#### EXERCISE:
Any images in the material are to be dropped while every line is retyped exactly.

++++++++

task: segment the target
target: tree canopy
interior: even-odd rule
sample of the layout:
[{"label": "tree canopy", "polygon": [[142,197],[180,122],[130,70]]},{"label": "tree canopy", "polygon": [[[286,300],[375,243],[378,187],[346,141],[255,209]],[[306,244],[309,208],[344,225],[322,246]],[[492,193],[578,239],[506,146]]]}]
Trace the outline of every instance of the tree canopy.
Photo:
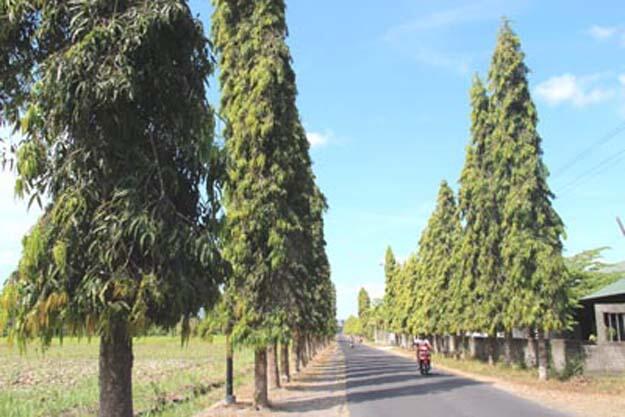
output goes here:
[{"label": "tree canopy", "polygon": [[386,252],[391,332],[494,335],[571,323],[575,282],[562,256],[564,225],[552,206],[524,58],[504,21],[488,86],[475,76],[471,87],[457,205],[443,182],[417,253],[398,265]]},{"label": "tree canopy", "polygon": [[214,174],[201,24],[175,0],[0,9],[16,193],[47,202],[23,241],[16,334],[48,342],[118,319],[134,333],[195,314],[219,284],[200,193]]}]

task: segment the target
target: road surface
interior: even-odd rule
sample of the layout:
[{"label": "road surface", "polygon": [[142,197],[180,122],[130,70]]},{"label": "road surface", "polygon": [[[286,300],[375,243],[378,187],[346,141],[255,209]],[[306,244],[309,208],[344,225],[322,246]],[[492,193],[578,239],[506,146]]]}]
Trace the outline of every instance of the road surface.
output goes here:
[{"label": "road surface", "polygon": [[350,417],[566,417],[488,383],[439,372],[435,363],[432,375],[423,377],[408,358],[340,345]]}]

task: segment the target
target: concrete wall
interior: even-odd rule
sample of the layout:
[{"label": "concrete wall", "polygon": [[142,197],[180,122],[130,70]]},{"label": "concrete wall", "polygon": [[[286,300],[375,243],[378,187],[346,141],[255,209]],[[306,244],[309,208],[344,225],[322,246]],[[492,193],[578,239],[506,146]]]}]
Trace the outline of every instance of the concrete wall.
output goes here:
[{"label": "concrete wall", "polygon": [[625,343],[585,345],[584,372],[625,372]]},{"label": "concrete wall", "polygon": [[[408,335],[395,335],[377,330],[375,341],[382,345],[404,345],[410,347]],[[435,346],[441,353],[453,354],[462,349],[462,338],[457,337],[457,350],[451,336],[439,336]],[[504,339],[494,339],[495,360],[501,360],[504,352]],[[431,342],[434,342],[431,340]],[[484,336],[471,336],[464,339],[465,351],[468,357],[481,361],[488,361],[490,339]],[[512,358],[517,364],[527,367],[536,366],[536,341],[528,348],[527,338],[515,338],[512,342]],[[612,373],[625,372],[625,343],[604,343],[598,345],[585,344],[579,340],[549,339],[547,349],[550,354],[551,365],[557,372],[564,372],[567,364],[583,362],[584,372]]]},{"label": "concrete wall", "polygon": [[[498,361],[504,355],[504,339],[496,338],[489,339],[487,337],[472,336],[468,339],[468,351],[469,356],[481,361],[488,361],[490,344],[494,342],[493,353],[494,360]],[[528,348],[527,339],[512,339],[512,362],[517,364],[523,364],[531,367],[536,363],[536,343],[534,342],[530,348]],[[451,352],[450,352],[451,353]]]}]

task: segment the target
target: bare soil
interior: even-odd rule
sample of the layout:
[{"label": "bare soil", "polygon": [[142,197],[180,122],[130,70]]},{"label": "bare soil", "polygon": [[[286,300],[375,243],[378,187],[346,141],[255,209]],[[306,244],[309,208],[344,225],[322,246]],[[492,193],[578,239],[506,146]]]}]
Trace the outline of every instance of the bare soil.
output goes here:
[{"label": "bare soil", "polygon": [[269,392],[271,407],[256,410],[252,408],[253,386],[241,387],[237,404],[226,406],[215,404],[195,417],[265,417],[305,416],[344,417],[348,416],[345,401],[345,361],[336,344],[330,345],[289,383]]}]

++++++++

#### RESPONSE TO THE TASK:
task: segment the target
target: tree canopy
interior: even-odd rule
sample of the layout:
[{"label": "tree canopy", "polygon": [[142,197],[180,122],[130,70]]},{"label": "tree canopy", "polygon": [[[286,300],[375,243],[378,187],[346,141],[255,209]],[[306,244],[309,208],[344,225],[322,246]],[[492,193],[578,239],[506,146]]]}]
Trace the outline of every instance of the tree canopy.
Photo:
output goes here:
[{"label": "tree canopy", "polygon": [[386,252],[391,332],[494,335],[571,323],[575,282],[562,256],[564,225],[552,206],[524,58],[504,21],[488,86],[475,76],[471,87],[457,205],[443,182],[417,253],[398,265]]},{"label": "tree canopy", "polygon": [[214,174],[201,24],[175,0],[0,9],[16,193],[47,202],[23,241],[16,334],[48,342],[118,319],[134,333],[195,314],[219,284],[200,193]]}]

task: segment the target
target: road surface
interior: even-odd rule
sample of the layout:
[{"label": "road surface", "polygon": [[142,197],[180,122],[130,70]]},{"label": "road surface", "polygon": [[[286,300],[375,243],[378,187],[346,141],[255,209]],[[306,244],[309,208],[344,225],[322,246]],[[492,193],[578,239],[506,146]]]}]
Trace the outline of every instance of the road surface.
output goes here:
[{"label": "road surface", "polygon": [[350,417],[566,417],[488,383],[439,372],[435,363],[432,375],[423,377],[408,358],[340,345]]}]

task: segment the target
target: concrete wall
interior: even-odd rule
sample of the layout:
[{"label": "concrete wall", "polygon": [[142,197],[180,122],[130,70]]},{"label": "concrete wall", "polygon": [[[286,300],[375,243],[378,187],[346,141],[255,209]],[[306,244],[309,208],[344,225],[322,246]],[[492,193],[578,239],[506,146]]]}]
Trace the outline of every instance of the concrete wall.
output goes here:
[{"label": "concrete wall", "polygon": [[625,343],[585,345],[584,372],[625,372]]},{"label": "concrete wall", "polygon": [[[408,335],[395,335],[377,330],[375,341],[382,345],[404,345],[410,347]],[[435,346],[441,353],[453,354],[462,349],[462,338],[457,337],[457,350],[451,336],[439,336]],[[504,339],[494,339],[495,360],[501,360],[504,352]],[[431,342],[434,342],[431,340]],[[484,336],[471,336],[464,339],[465,351],[468,357],[481,361],[488,361],[490,339]],[[512,358],[517,364],[527,367],[536,366],[536,341],[528,348],[527,338],[515,338],[512,342]],[[612,373],[625,372],[625,343],[604,343],[598,345],[585,344],[579,340],[549,339],[547,349],[550,354],[551,365],[557,372],[564,372],[567,364],[583,362],[584,372]]]},{"label": "concrete wall", "polygon": [[[498,361],[504,355],[504,339],[496,338],[489,339],[487,337],[472,336],[468,339],[468,351],[469,356],[481,361],[488,361],[490,344],[494,342],[493,353],[494,360]],[[528,348],[527,339],[512,339],[512,362],[517,364],[523,364],[531,367],[536,363],[536,343],[534,342],[530,348]],[[451,352],[450,352],[451,353]]]}]

task: segment the target
target: bare soil
interior: even-odd rule
sample of the layout:
[{"label": "bare soil", "polygon": [[142,197],[180,122],[130,70]]},{"label": "bare soil", "polygon": [[[286,300],[375,243],[378,187],[346,141],[255,209]],[[306,244],[309,208],[344,225],[322,246]],[[492,193],[578,239],[506,146]]]}]
Trace the outline of every instance of the bare soil.
output goes here:
[{"label": "bare soil", "polygon": [[269,392],[271,407],[256,410],[252,408],[253,386],[241,387],[237,404],[226,406],[215,404],[195,417],[265,417],[305,416],[344,417],[348,416],[345,401],[345,361],[336,344],[330,345],[289,383]]}]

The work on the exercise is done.